══ INPUT RECORDS

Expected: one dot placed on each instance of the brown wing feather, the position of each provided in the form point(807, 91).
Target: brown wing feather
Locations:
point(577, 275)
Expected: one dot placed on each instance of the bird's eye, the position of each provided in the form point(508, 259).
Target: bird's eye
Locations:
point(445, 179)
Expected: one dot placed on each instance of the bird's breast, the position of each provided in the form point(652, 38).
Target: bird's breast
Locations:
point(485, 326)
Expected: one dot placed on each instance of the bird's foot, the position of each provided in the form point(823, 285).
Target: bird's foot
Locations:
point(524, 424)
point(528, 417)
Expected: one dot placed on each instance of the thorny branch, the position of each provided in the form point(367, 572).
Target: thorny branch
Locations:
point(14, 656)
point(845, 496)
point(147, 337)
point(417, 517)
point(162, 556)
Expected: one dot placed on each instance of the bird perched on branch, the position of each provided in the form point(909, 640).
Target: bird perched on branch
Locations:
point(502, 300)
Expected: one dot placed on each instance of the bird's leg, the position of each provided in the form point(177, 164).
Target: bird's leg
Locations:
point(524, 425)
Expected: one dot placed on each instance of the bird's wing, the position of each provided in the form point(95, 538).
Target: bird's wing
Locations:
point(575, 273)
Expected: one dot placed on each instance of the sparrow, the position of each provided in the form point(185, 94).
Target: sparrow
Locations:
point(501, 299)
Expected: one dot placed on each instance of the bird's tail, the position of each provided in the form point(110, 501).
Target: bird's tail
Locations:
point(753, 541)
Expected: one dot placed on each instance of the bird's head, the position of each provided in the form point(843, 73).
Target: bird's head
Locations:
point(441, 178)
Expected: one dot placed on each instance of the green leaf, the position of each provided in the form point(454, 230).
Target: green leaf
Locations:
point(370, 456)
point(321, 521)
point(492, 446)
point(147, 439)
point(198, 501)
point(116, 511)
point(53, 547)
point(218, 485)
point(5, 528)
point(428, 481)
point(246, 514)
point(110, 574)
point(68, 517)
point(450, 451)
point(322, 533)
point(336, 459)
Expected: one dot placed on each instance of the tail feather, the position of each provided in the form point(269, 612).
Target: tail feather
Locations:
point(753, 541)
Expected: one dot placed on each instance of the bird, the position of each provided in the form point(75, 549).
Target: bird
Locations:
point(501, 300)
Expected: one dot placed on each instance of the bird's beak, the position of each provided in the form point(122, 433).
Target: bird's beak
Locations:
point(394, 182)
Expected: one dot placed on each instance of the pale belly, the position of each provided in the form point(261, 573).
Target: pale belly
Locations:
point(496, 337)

════

REQUEST - Copy all of the material above word for word, keeping every line in its original order.

ANSWER TO THIS EXERCISE -
Expected: one dot placed on each instance of the brown wing feather, the position of each provided in the form point(807, 91).
Target: brown wing feather
Locations:
point(577, 275)
Expected: one dot placed on each instance of the bird's eye, the position of each provided in the form point(508, 259).
Target: bird's eye
Locations:
point(445, 179)
Expected: one dot placed on each instance of the bird's breast, the position of each provided in the form point(652, 38).
Target: bird's breast
Locations:
point(485, 326)
Expected: one dot placed on each instance of the bird's foot, the position of each provided in the form point(823, 285).
Target: bird's foot
Locations:
point(524, 424)
point(528, 417)
Expected: one dot placed on each instance of the thorny branch, the position of each provided in the form point(367, 572).
Target: thorny branch
Locations:
point(14, 656)
point(845, 496)
point(147, 337)
point(417, 517)
point(162, 556)
Expected: one dot placed on each instance of the bird perched on branch, the position of each provided in the form point(909, 640).
Target: bird perched on branch
Locations:
point(502, 300)
Expected: one dot placed on each instance of the bird's leg, the position of each provided in the form point(177, 164).
Target: bird's leg
Locations:
point(524, 425)
Expected: one dot placed on each instance of the bird's wing, the position of each provided in the form point(95, 538).
Target: bird's wing
Locations:
point(575, 273)
Expected: one dot placed on each instance of the sparrow, the position of each provided in the form point(185, 94).
Target: sparrow
Locations:
point(501, 299)
Expected: one dot placed on each instance of the bird's tail, the position of each provided in the form point(110, 501).
Target: bird's tail
Locations:
point(753, 541)
Expected: one dot placed on each instance of the bird's head, the position of each provided in the form point(843, 73).
Target: bird's head
Locations:
point(441, 178)
Expected: one dot placed on each instance of the green leaf, the position of each provided in the form point(454, 230).
Target: green leaf
Locations:
point(370, 456)
point(321, 521)
point(492, 446)
point(147, 439)
point(198, 501)
point(116, 511)
point(53, 547)
point(218, 485)
point(5, 528)
point(428, 481)
point(246, 514)
point(110, 574)
point(68, 517)
point(450, 451)
point(322, 533)
point(336, 459)
Expected: one dot placed on each instance of the tail feather, the position of each provided in the form point(269, 612).
Target: tail feather
Locations:
point(753, 541)
Expected: one dot placed on each instance of the bird, the position of each provided in the form point(75, 549).
Target: bird
Locations:
point(501, 300)
Expected: one dot placed on each instance of the bird's beak, the position of each provided in the form point(122, 433).
Target: bird's beak
Locations:
point(394, 182)
Expected: one dot placed on each instance of the pale belly, the position of each provided in the form point(261, 573).
Target: pale belly
Locations:
point(496, 337)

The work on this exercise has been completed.